Reproduce the entries verbatim, from the line containing "Highlight-reel tagging: indicate the gray" through the last line of the entries.

» **RECORDS PROVIDED**

# # # # #

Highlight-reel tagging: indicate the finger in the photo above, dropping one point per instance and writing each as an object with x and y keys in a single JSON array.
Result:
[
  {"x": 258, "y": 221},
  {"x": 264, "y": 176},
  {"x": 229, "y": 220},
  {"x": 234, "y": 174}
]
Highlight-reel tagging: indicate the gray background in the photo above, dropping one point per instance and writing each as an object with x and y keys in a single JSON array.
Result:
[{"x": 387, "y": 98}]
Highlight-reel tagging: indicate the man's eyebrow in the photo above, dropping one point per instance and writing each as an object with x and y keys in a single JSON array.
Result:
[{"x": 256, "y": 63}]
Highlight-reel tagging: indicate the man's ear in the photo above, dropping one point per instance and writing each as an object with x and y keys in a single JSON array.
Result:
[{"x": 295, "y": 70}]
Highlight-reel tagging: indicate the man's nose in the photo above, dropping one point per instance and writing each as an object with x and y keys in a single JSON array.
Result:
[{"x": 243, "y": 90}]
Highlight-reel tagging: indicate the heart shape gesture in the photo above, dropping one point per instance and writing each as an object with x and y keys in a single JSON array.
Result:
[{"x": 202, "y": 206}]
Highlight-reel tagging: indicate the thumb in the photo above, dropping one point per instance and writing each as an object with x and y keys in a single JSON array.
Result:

# # # # #

» **THE OUTPUT**
Highlight-reel tagging: indicate the gray background in the photo above, dropping one point per instance and writing each as an object with x and y keys in a single JSON array.
Result:
[{"x": 387, "y": 98}]
Highlight-reel tagging: indicate the man's eyebrow in the photo above, dropping one point per instance and writing each as an object with x and y keys in a single JSON array.
Result:
[{"x": 256, "y": 63}]
Highlight-reel tagging: indicate the man's ear in the photo above, dropping one point per instance and writing each as an object with x and y keys in a single JSON array.
Result:
[{"x": 295, "y": 70}]
Highlight-reel tagging: indicate the man's nose in the photo above, dropping one point per instance and writing each as an object with x and y keys in a single JSON array.
Result:
[{"x": 243, "y": 90}]
Highlight-reel tagging: indicate the heart shape gesture in the photo above, dropping one point per instance and writing each as an object with x and y keys in a single JSON array.
Result:
[{"x": 202, "y": 206}]
Highlight-reel tagging: indicate the thumb in the photo above, dropping one point per instance and writing each as an object with x and y keys in a single JSON array.
Result:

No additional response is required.